Rename "leafy tree" to "broadleaf tree" throughout the lines of every item, and leave everything else unchanged.
** Begin Supplied information **
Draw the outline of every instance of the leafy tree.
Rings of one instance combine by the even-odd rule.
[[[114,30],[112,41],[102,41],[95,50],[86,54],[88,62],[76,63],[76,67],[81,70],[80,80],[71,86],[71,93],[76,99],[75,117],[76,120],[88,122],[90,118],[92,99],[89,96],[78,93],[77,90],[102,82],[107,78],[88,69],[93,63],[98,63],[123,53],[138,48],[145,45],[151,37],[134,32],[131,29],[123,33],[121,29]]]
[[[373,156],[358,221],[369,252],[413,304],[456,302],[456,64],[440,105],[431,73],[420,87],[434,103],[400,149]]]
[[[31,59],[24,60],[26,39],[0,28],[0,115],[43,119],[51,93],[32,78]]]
** End Supplied information **
Full output:
Draw the outline of every instance of the broadleaf tree.
Rings of one instance combine by the even-odd rule.
[[[114,30],[112,41],[102,41],[95,50],[86,54],[88,62],[76,63],[76,67],[81,70],[80,80],[71,86],[71,93],[76,99],[75,117],[76,120],[88,122],[90,118],[92,99],[89,96],[78,93],[77,90],[102,82],[107,78],[88,69],[93,63],[98,63],[123,53],[138,48],[145,45],[151,37],[134,32],[131,29],[123,33],[121,29]]]
[[[373,156],[358,221],[369,252],[413,304],[456,302],[456,64],[440,105],[431,73],[420,87],[434,103],[400,149]]]
[[[31,59],[24,60],[26,39],[0,28],[0,115],[43,119],[51,93],[32,78]]]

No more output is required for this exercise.